* **SOURCE TEXT**
- Opening Delimiter -

COMMUNICATIONS & Policy
- “Overall, we found the AI-generated lesson plans to be decidedly boring, traditional, and uninspiring. If civics teachers used these AI-generated lesson plans as is, students would miss out on active, engaged learning opportunities to build their understanding of democracy and what it means to be a citizen….Our study emphasizes the need for teachers to be critical users, rather than quick adopters, of AI-generated lessons. AI is not an all-in-one solution designed to address the needs of teachers and students.” In an article co-published by Ars Technica and The Conversation, Torrey Trust and Robert Maloy deliver a critical assessment of the use of AI utilities in educational settings, particularly in developing lessons plans for students.
- “For the time being, embracing the uncertainty inherent in diagnosis with humility, practicing careful clinical observation, continually calibrating and refining our knowledge of diseases, and mastering the art of history taking will hopefully let us keep our edge (for a little while longer). While I don’t know that I would like to step in the ring again with a newer and more powerful LLM, I remain hopeful that these tools will augment, not replace us.” In a perspective article for NEJM AI, Daniel Restrepo offers a perspective on the relative merits of human vs AI-based diagnosis after going head-to-head with GPT-4 in a Grand Rounds session at Harvard.

- Closing Delimiter -

* **DATA EXTRACT**
- Opening Delimiter -

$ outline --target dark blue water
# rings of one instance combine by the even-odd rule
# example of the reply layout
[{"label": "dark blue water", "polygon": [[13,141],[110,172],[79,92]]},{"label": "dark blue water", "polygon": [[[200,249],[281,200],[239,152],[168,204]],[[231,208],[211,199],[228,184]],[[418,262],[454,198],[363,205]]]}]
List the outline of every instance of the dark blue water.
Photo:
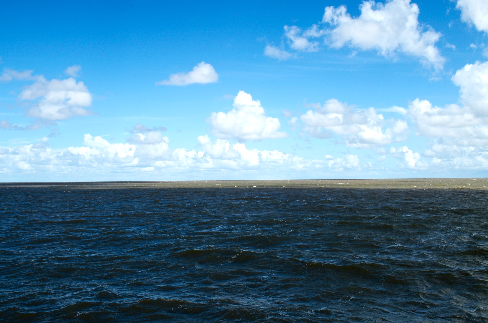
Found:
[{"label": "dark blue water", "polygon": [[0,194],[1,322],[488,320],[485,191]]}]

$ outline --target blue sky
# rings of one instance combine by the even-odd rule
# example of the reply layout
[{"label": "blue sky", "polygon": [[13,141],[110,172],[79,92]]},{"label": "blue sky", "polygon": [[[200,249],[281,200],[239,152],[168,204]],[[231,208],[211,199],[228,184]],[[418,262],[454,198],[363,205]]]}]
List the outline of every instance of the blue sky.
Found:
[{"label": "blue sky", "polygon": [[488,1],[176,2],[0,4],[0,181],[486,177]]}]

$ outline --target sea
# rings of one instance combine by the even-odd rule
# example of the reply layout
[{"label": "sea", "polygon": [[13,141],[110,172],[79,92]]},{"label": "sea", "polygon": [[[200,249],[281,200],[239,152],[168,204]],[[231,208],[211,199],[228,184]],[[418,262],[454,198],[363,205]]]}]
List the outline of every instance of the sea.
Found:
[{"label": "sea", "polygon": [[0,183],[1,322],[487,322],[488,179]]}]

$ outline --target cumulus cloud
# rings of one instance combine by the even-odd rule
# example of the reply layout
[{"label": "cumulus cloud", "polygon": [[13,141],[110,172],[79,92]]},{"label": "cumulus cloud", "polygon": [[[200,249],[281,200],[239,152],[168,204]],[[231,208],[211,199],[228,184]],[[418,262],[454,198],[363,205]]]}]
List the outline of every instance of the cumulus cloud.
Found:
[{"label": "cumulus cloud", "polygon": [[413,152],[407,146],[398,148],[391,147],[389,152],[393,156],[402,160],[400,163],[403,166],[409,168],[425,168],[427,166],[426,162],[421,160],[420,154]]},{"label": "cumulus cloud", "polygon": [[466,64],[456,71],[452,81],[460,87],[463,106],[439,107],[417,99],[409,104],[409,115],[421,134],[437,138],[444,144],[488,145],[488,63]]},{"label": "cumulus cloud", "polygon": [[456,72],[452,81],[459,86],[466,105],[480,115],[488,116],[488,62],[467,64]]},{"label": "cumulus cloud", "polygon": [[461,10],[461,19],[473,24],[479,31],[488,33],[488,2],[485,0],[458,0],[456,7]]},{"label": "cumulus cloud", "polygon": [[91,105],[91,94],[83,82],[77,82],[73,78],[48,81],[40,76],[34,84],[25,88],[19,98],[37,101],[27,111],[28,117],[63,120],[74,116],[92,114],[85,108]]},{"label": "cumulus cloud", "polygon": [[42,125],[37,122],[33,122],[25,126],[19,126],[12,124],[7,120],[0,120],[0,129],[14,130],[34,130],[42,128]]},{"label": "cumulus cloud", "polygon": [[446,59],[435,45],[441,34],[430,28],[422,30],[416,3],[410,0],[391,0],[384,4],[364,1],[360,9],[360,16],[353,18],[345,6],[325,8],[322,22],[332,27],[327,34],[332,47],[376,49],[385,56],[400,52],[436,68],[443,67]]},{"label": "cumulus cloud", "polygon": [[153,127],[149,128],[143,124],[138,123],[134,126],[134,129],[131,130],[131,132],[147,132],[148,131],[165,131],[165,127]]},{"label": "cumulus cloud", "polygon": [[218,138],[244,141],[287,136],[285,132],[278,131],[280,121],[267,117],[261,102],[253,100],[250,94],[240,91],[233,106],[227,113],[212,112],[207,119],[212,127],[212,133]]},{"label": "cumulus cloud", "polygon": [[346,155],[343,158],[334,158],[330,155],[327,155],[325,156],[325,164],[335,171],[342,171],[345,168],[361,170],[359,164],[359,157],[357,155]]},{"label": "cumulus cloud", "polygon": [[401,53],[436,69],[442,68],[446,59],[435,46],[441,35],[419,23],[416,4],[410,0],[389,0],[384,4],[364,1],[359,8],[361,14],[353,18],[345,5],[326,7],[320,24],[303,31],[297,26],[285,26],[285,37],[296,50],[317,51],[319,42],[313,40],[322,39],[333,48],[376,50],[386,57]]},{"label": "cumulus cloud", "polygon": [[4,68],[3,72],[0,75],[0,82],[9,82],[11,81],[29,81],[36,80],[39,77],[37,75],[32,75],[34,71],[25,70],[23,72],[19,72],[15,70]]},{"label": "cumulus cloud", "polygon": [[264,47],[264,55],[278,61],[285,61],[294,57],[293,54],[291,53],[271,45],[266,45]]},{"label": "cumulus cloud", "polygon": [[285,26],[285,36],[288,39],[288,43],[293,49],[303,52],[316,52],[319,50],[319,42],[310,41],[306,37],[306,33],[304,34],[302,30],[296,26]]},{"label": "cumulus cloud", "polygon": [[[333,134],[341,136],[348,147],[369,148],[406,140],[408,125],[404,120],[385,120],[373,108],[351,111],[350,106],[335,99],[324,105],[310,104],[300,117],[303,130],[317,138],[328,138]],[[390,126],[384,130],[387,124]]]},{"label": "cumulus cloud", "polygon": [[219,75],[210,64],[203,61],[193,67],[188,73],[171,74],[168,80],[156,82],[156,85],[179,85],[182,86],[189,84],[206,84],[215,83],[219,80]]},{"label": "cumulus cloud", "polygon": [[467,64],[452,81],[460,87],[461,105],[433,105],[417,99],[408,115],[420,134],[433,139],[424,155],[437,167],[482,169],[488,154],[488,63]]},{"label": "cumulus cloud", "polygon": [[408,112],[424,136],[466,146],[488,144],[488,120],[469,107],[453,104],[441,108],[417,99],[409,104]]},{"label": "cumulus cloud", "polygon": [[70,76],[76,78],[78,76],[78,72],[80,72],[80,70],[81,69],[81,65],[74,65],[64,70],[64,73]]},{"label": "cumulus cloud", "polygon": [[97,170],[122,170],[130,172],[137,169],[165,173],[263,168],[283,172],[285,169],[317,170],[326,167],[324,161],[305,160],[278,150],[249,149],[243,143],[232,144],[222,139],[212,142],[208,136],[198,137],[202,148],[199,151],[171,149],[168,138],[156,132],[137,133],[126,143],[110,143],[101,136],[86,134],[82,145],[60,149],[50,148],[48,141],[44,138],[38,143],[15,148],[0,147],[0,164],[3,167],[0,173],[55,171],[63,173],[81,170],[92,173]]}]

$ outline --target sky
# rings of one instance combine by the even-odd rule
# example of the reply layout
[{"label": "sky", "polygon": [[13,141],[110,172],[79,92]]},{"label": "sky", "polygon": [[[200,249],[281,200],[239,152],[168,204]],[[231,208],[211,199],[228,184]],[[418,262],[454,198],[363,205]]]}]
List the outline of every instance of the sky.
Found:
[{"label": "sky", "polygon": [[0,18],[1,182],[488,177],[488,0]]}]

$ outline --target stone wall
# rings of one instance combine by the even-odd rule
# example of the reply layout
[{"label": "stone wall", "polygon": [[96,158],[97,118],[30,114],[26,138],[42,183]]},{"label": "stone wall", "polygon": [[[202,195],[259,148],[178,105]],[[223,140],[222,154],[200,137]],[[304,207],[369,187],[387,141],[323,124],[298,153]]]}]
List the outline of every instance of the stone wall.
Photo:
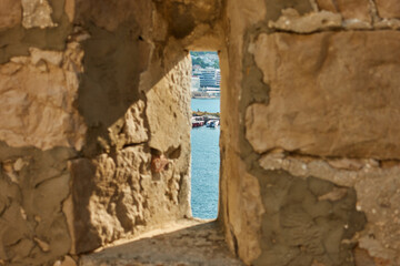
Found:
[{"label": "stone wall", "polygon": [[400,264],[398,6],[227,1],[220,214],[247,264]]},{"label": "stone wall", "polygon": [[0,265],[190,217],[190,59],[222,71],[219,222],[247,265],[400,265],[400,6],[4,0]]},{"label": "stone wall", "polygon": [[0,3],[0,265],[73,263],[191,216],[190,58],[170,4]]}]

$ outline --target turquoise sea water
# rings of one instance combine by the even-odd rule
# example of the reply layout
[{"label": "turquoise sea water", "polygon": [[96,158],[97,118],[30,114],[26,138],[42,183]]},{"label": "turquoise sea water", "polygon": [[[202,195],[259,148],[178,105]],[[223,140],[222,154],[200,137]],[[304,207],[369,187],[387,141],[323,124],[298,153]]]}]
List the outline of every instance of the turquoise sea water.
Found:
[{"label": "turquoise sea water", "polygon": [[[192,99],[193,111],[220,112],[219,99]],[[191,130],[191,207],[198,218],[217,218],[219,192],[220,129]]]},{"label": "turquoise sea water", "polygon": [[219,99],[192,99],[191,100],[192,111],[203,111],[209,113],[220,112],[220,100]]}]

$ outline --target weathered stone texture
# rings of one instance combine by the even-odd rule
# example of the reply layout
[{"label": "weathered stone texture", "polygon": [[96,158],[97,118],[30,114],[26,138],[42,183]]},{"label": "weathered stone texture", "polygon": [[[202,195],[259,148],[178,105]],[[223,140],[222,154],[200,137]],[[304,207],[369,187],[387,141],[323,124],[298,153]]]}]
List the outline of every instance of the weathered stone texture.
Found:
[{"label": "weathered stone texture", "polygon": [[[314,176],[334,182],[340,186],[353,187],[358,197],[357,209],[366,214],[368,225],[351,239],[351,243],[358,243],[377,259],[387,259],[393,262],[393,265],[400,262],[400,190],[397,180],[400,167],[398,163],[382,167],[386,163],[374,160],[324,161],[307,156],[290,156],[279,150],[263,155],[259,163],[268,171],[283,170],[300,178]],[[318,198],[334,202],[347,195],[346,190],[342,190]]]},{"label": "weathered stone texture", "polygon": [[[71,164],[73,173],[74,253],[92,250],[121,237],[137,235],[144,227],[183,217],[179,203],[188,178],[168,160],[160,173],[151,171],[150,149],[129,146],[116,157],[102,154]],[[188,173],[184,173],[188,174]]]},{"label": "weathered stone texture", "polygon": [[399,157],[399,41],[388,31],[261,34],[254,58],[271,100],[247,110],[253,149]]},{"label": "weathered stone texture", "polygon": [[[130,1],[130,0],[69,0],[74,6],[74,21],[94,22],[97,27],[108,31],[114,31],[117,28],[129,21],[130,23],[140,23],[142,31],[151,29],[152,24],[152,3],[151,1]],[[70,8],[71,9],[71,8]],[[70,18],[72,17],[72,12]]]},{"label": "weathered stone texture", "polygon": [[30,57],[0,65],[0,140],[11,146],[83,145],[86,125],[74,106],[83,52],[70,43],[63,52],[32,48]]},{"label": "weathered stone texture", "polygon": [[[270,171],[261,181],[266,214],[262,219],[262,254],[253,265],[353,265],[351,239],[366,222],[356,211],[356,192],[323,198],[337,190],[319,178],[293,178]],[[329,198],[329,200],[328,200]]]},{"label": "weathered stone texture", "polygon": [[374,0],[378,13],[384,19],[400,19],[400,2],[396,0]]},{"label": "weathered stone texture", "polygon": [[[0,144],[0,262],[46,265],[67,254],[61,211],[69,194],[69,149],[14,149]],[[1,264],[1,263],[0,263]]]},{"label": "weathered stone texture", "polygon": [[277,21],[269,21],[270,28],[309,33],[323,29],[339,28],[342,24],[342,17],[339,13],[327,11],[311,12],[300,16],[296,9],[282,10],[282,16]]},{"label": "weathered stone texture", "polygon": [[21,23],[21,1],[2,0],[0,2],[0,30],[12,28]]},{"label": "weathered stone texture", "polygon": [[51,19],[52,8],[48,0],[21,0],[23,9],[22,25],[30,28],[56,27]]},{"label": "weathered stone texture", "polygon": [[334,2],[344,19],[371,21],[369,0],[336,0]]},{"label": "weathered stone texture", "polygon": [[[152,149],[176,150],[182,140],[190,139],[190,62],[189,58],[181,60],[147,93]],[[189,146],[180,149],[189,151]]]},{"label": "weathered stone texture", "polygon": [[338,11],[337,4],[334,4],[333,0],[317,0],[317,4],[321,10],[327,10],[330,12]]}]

- Closing Delimiter -
- Opening Delimiter -

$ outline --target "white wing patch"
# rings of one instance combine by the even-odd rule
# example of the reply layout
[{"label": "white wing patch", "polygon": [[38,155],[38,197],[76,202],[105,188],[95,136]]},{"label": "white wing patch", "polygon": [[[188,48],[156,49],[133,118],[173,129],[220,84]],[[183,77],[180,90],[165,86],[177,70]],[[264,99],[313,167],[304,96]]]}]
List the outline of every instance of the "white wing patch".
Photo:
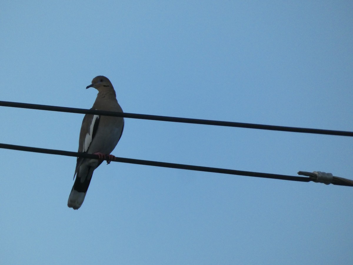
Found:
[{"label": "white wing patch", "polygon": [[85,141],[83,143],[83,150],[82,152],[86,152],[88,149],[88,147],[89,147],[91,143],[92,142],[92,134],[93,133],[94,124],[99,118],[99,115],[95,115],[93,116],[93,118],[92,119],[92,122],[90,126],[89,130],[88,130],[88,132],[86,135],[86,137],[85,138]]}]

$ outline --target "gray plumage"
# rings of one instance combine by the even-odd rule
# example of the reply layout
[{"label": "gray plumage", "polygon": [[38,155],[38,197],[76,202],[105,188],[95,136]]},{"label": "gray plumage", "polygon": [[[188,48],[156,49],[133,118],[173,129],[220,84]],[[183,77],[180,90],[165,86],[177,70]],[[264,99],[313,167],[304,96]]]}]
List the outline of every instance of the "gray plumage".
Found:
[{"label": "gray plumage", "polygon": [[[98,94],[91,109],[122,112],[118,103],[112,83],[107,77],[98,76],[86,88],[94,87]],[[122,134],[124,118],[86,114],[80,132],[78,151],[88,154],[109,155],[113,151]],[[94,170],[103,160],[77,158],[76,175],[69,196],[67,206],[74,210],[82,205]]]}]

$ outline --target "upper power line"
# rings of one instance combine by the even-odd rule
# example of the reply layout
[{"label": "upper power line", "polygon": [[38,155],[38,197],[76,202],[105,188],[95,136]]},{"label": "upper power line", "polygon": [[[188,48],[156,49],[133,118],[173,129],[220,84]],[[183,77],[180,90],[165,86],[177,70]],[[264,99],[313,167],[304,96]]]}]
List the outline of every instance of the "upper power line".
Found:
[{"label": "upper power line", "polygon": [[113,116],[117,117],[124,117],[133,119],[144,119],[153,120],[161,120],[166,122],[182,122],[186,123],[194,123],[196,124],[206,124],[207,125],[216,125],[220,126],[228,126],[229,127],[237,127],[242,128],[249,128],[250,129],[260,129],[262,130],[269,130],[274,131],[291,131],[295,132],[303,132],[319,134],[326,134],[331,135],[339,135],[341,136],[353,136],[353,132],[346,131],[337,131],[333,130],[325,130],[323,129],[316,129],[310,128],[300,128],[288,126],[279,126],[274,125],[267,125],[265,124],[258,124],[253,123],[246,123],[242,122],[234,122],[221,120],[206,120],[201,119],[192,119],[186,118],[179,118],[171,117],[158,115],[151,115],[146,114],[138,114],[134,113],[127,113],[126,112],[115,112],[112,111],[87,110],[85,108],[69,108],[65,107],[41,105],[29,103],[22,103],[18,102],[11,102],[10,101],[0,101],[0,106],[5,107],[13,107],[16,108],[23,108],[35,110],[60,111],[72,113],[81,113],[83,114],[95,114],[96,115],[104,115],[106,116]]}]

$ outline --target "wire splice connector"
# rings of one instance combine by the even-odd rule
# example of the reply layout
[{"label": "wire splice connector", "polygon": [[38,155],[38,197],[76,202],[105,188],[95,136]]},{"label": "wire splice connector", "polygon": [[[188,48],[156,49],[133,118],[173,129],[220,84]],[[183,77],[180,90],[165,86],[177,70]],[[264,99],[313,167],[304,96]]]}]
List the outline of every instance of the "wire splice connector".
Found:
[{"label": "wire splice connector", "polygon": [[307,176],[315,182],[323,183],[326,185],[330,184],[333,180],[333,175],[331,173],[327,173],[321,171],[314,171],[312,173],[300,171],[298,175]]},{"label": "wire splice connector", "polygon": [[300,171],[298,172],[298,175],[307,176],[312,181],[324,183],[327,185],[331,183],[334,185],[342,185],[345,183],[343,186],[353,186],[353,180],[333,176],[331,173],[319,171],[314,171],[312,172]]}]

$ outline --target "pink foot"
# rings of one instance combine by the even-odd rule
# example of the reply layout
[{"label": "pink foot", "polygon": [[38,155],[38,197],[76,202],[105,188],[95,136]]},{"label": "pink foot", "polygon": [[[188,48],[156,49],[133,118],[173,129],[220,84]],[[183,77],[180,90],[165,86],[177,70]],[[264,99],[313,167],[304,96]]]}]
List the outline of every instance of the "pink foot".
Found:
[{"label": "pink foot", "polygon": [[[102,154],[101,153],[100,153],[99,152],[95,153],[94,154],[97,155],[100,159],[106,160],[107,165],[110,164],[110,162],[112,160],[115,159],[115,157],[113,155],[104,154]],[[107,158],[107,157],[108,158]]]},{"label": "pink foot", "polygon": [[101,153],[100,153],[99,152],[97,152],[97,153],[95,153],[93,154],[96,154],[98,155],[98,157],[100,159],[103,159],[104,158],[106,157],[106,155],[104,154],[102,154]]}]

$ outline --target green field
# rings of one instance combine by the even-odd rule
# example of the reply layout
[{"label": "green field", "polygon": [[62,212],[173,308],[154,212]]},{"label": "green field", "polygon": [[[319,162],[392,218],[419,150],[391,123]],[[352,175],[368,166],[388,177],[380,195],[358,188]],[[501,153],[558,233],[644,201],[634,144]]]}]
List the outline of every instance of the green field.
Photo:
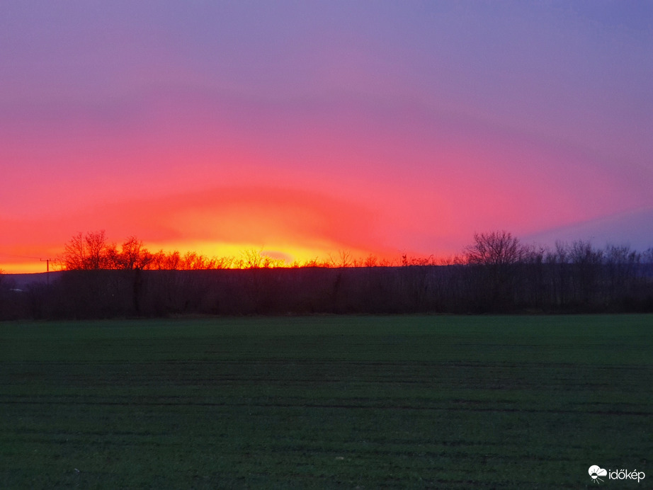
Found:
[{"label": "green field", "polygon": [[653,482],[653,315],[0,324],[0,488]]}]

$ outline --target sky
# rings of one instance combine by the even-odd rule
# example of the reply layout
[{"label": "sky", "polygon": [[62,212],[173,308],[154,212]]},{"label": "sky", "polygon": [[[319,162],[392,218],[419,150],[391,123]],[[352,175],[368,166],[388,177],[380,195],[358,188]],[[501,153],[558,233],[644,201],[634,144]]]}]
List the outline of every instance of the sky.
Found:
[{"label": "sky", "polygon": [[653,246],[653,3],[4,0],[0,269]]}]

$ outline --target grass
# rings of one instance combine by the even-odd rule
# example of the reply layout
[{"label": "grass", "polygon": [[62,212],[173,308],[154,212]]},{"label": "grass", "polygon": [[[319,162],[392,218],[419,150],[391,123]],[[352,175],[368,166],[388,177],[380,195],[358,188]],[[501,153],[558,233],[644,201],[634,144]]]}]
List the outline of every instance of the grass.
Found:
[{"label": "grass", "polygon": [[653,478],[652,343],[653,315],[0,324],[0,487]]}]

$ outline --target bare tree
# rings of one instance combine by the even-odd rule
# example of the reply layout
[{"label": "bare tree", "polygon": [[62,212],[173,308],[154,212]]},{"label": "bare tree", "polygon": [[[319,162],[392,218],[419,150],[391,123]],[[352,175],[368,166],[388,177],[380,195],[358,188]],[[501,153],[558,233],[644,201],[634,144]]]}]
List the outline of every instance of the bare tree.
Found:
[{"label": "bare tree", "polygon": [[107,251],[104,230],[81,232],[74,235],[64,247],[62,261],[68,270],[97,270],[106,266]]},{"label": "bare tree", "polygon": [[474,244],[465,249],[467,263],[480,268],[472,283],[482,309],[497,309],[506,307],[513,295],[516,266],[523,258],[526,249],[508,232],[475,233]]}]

- Closing Delimiter -

* **EXERCISE AIM**
According to the text on AI in teaching and diagnosis, in what publication did Daniel Restrepo write his perspective article? The records are separate material and have no connection to the text.

* **SOLUTION FOR THIS EXERCISE**
NEJM AI